### Raw data
┄┄┄┄┄┄┄┄┄┄┄┄┄┄┄┄┄┄┄┄

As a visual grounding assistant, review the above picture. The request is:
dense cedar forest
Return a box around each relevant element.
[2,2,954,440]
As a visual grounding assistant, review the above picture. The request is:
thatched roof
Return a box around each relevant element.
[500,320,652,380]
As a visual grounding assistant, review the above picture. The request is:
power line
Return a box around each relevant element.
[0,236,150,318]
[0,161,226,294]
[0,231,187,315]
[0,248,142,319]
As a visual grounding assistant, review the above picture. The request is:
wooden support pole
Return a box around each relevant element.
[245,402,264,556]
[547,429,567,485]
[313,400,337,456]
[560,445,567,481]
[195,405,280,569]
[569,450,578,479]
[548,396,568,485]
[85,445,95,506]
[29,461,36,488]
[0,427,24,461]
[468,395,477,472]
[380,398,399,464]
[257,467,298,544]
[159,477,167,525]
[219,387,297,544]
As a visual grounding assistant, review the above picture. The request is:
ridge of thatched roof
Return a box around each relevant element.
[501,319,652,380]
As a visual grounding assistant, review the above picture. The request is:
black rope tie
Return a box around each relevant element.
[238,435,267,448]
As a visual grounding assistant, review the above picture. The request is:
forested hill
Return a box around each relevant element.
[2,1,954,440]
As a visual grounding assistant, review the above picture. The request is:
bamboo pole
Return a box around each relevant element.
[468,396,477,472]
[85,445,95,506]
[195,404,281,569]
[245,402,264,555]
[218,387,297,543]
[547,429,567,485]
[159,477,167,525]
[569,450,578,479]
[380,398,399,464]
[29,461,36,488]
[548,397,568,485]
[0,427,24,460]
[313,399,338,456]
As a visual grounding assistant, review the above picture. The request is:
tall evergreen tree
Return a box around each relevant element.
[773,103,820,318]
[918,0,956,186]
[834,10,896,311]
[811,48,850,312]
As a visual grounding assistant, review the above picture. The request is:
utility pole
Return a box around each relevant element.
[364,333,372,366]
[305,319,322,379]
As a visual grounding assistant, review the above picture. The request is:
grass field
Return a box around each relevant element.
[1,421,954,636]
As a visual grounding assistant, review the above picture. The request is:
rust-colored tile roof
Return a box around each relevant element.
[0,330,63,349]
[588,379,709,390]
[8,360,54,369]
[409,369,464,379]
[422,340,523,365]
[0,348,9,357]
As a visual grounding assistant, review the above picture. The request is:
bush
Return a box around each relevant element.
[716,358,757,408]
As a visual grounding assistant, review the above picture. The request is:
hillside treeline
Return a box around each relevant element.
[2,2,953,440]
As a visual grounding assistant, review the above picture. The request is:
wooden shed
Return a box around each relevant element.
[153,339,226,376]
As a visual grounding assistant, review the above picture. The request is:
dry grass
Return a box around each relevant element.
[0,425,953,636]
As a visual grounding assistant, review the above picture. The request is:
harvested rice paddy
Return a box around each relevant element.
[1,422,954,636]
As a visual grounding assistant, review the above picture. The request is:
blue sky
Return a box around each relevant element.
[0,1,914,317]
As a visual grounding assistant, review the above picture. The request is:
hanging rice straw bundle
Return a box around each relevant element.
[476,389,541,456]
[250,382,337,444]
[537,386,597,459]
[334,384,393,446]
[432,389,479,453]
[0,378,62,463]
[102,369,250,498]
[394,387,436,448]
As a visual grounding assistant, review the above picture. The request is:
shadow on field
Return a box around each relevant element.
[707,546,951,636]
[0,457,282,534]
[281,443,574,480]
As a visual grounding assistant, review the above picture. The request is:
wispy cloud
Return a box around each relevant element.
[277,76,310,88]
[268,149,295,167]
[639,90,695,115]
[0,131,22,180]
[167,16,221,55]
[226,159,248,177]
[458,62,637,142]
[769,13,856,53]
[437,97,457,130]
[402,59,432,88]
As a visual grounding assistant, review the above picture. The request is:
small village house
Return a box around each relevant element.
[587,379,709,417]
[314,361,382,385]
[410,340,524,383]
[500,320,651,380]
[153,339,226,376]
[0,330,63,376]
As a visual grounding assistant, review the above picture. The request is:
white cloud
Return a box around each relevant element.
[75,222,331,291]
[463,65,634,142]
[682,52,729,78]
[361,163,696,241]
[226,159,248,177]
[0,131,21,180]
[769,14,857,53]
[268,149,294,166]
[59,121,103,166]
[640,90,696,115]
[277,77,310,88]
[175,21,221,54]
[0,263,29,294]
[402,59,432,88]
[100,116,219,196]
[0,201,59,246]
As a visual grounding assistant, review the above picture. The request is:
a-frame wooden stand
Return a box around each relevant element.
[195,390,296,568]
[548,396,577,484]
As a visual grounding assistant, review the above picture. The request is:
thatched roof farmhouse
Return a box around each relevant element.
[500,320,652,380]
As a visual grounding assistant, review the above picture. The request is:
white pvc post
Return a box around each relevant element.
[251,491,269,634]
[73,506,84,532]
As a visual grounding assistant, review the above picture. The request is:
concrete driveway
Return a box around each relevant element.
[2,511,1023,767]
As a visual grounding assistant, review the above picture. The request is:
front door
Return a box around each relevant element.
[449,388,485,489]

┄┄┄┄┄┄┄┄┄┄┄┄┄┄┄┄┄┄┄┄

### Brief
Please print the whole of the material verbatim.

### Answer for this exercise
As a visual grounding assistant, review the above picture. The request is:
dense cedar forest
Return a box around each relevant element.
[2,2,954,440]
As a visual grounding assistant, review the above picture. The request is:
thatched roof
Return a box around each relevant element.
[500,320,652,380]
As a visual grounding assistant, review the above picture. The request is:
power line
Return a box around each relevant element.
[0,236,150,318]
[0,161,226,294]
[0,231,187,315]
[0,248,142,319]
As a visual grounding assistant, review the above picture. The request is:
wooden support pole
Return a box around each relevant element.
[245,402,264,556]
[547,429,567,485]
[313,400,337,456]
[560,445,567,481]
[195,405,280,569]
[569,450,578,479]
[548,396,568,485]
[85,445,95,506]
[29,461,36,488]
[0,427,24,461]
[468,395,477,472]
[380,398,399,464]
[257,467,298,544]
[159,477,167,525]
[219,387,297,544]
As a visual grounding assistant, review the above picture. The request is:
ridge of thatched roof
Return a box around each relevant element.
[501,319,652,380]
As a visual grounding assistant, review the above picture. The request is:
black rope tie
Return a box around each relevant element.
[238,435,267,448]
As a visual grounding assistant, review the above picture. The request is:
forested hill
Return a box around each relevant element.
[2,1,954,440]
As a visual grounding assistant, review the above picture. The request is:
bamboo pole
Return a box around each relevant element.
[468,396,477,472]
[85,445,95,506]
[195,404,281,569]
[245,402,264,555]
[218,387,297,543]
[547,429,567,485]
[159,477,167,525]
[569,450,578,479]
[380,398,399,464]
[29,461,36,488]
[548,397,568,485]
[0,427,24,460]
[313,399,338,456]
As a visual grounding assistant, review the above picture. The request is:
tall evergreen tree
Return a box around each relevant element.
[773,103,820,318]
[918,0,956,186]
[834,10,896,311]
[811,48,850,312]
As a visual grounding assistant, review the above picture. The request is:
utility pole
Return a box around each relevant element.
[364,333,372,366]
[305,319,322,379]
As a visual grounding assistant, review the above picture. The request is:
grass field
Return a box around each relevant element.
[1,421,954,636]
As a visual grounding assistant, review the above picture. The request is:
rust-colored tile roof
Return a box around each relevant element.
[0,330,63,349]
[588,379,709,390]
[8,360,54,369]
[409,369,464,379]
[422,340,523,365]
[0,348,9,357]
As a visual grounding assistant, review the above picture. The request is:
bush
Return a box around each relevant element.
[716,358,757,408]
As a visual grounding assistant, review the above picture. The request is:
hillside treeline
Return a box around each relevant element.
[2,2,953,440]
As a visual grounding assistant, review the above picture. The request is:
wooden shed
Return a box around each relevant element.
[153,339,226,376]
As a visual grounding assistant, review the above picture. The request is:
dry grass
Return a box around each relevant element.
[0,425,953,636]
As a visual grounding assistant, review the above picture. The request is:
harvested rice paddy
Return a box around each relevant element.
[1,422,954,636]
As a visual grounding assistant, review the above picture. The request is:
blue sky
Return a box around each relevant element.
[0,1,914,317]
As a visual grounding assistant, review the above picture. The request is:
hanging rice straw bundle
Return a box around each relevant element.
[476,389,541,456]
[250,382,337,444]
[537,386,597,459]
[334,384,393,446]
[432,389,479,453]
[0,378,62,463]
[102,369,250,498]
[394,387,436,448]
As a visual grounding assistant, review the above picture. The request is:
shadow on field
Return a box around each relevant element.
[707,546,951,636]
[0,457,282,534]
[281,443,574,480]
As a visual grounding assistant, review the above picture. The request is:
wispy cloud
Return a box around each relevant element.
[277,76,310,88]
[268,149,295,167]
[639,90,695,115]
[0,131,22,180]
[167,16,221,55]
[226,159,248,177]
[458,62,637,142]
[769,13,856,53]
[437,97,457,130]
[402,59,432,88]
As a visual grounding assistant, review the above picture. The request is:
small village house
Return a box around each relevant element.
[587,379,709,417]
[314,361,382,385]
[410,340,524,383]
[500,320,651,380]
[153,339,226,376]
[0,330,63,376]
As a visual grounding assistant, review the above picture. The request is:
white cloud
Return a box around each relevant element.
[75,222,331,291]
[463,65,634,142]
[682,52,729,78]
[361,163,696,241]
[226,159,248,177]
[0,131,21,180]
[769,14,857,53]
[268,149,294,166]
[59,121,103,166]
[640,90,696,115]
[277,77,310,88]
[175,21,221,54]
[0,263,29,294]
[402,59,432,88]
[100,116,219,196]
[0,201,59,246]
As a visual grounding assistant, review the above picture. The request is:
a-frame wooden stand
Return a box around each relevant element.
[195,390,296,568]
[548,396,577,484]
As a visual grounding assistant, review the above picture. The request is:
thatched roof farmhouse
Return a box around each relevant element.
[500,320,652,380]
As a visual grounding assistant, review the above picture. The request is:
white pvc post
Return a box around each relevant element.
[251,491,269,634]
[73,506,84,532]
As a visual grounding assistant, review the above picture. The request is:
concrete driveway
Return a box around each relevant element.
[2,511,1023,767]
As a visual grounding assistant, review the above picture. The request is:
front door
Return a box around each relevant element.
[449,388,485,489]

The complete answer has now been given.